Given request
Please rewrite the entries from the line that has "Locate every instance of the solar" through the end of the entries, swapping "bush" for "hedge" and leaving everything else unchanged.

Raw records
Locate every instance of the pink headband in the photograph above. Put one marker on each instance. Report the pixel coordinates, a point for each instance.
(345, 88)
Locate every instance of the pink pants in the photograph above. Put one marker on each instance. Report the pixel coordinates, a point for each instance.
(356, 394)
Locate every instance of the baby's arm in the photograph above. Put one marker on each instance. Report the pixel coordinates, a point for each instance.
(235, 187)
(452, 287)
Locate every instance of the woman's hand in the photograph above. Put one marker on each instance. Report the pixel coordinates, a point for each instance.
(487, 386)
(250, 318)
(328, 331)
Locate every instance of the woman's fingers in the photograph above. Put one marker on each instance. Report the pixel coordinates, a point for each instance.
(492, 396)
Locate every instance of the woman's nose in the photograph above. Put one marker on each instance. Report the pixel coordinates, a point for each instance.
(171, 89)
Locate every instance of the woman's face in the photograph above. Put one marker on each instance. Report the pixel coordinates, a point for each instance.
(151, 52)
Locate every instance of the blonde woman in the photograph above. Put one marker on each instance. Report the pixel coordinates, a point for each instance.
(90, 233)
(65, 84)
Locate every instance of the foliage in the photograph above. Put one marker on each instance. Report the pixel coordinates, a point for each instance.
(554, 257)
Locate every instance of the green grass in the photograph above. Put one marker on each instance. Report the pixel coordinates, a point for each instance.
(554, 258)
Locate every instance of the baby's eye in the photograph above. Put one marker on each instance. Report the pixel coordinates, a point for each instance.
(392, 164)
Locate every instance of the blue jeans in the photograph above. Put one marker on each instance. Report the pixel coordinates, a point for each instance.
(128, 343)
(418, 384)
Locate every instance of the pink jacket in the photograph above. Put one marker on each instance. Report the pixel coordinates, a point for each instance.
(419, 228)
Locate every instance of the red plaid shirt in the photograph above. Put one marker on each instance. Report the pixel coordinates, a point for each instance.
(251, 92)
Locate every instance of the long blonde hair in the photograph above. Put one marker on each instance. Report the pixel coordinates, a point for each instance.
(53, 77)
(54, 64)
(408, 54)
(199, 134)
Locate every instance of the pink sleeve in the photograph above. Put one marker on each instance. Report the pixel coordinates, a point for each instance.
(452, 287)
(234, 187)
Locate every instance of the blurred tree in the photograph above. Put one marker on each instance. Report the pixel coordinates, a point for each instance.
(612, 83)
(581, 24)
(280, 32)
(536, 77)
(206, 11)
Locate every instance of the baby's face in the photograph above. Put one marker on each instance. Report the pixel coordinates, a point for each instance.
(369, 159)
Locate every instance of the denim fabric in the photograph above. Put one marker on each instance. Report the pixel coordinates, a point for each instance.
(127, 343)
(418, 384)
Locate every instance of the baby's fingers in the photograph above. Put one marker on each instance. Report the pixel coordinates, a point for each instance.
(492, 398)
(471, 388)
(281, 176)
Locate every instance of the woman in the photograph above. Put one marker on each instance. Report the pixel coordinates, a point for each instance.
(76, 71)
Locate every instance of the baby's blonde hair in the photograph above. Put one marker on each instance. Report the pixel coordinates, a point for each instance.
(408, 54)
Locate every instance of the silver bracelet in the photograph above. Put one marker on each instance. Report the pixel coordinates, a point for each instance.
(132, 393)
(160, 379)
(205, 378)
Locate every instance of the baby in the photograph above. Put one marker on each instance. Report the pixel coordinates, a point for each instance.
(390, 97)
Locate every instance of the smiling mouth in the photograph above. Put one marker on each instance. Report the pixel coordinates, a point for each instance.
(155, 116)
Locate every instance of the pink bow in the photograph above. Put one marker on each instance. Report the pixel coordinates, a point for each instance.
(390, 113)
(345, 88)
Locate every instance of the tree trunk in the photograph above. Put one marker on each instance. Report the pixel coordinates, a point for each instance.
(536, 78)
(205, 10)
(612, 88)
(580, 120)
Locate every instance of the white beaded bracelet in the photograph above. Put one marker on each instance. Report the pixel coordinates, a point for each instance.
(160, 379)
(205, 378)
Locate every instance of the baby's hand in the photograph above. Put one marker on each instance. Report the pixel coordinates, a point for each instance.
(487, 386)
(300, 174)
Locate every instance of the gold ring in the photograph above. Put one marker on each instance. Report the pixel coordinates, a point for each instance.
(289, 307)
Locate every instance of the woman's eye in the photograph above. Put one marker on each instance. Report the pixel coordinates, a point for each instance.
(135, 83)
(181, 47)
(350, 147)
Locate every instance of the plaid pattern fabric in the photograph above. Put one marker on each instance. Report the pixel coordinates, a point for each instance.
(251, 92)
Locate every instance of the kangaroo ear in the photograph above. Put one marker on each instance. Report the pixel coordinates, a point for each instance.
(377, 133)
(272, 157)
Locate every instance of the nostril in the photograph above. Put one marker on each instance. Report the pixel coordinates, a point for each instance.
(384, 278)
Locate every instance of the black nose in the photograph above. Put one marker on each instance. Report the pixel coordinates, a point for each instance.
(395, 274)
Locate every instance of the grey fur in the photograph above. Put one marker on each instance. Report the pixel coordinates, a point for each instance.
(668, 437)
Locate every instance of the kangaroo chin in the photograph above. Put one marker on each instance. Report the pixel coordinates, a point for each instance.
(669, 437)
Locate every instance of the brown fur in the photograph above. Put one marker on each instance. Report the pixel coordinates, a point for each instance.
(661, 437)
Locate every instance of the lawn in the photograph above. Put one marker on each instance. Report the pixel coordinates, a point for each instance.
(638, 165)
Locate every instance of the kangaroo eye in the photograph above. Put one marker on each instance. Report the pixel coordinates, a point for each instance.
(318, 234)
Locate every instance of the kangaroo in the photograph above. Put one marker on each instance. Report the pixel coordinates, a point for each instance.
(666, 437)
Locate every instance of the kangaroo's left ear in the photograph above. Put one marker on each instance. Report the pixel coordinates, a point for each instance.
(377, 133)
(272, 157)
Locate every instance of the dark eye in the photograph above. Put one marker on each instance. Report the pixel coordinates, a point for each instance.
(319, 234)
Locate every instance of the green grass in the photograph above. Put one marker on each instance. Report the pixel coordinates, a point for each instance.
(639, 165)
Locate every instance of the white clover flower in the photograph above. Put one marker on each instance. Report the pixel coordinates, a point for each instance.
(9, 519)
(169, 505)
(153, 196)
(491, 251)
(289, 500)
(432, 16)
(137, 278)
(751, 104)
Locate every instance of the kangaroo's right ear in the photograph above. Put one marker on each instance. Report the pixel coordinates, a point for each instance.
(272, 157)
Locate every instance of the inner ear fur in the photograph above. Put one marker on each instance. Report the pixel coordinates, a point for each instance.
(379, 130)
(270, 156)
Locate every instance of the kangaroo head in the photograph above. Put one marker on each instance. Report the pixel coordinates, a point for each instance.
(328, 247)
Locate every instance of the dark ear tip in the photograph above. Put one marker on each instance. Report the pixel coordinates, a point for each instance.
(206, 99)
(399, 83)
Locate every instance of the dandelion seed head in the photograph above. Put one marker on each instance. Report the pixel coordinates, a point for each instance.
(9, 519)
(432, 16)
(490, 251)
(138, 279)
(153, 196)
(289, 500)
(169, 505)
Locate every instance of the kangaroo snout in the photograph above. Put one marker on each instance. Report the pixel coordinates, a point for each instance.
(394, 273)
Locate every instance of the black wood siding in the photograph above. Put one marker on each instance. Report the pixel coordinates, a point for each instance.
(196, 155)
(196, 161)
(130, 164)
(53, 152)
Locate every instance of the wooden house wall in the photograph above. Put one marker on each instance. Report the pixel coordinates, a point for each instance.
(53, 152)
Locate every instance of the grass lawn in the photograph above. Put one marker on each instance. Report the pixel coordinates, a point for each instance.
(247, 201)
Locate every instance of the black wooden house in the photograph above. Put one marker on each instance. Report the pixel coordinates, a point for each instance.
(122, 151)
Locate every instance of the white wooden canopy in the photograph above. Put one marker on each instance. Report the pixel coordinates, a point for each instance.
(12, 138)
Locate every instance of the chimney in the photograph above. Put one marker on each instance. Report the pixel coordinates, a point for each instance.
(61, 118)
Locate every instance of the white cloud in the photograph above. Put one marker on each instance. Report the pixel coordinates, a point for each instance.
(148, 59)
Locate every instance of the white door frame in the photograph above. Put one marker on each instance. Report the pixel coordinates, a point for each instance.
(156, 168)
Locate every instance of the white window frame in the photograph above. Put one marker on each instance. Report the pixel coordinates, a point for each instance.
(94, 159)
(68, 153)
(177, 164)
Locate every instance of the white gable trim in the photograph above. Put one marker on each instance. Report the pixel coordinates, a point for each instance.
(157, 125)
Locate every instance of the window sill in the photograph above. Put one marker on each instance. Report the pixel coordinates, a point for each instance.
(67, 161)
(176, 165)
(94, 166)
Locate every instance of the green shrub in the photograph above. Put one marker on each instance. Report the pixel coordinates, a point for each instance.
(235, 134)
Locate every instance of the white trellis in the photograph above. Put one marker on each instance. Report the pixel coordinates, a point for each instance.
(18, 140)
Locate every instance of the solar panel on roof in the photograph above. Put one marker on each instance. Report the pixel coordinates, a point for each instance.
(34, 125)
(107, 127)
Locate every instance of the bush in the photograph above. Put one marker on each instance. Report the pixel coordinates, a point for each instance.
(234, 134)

Written answer
Locate every instance of the solar panel on roof in the photograph above. Put one marker on each instance. Report the pixel coordinates, a point for each instance.
(34, 125)
(107, 127)
Locate every instance of the hedge in the photograph above. Put one marker on each instance. Report the pixel coordinates, a point for each instance.
(234, 134)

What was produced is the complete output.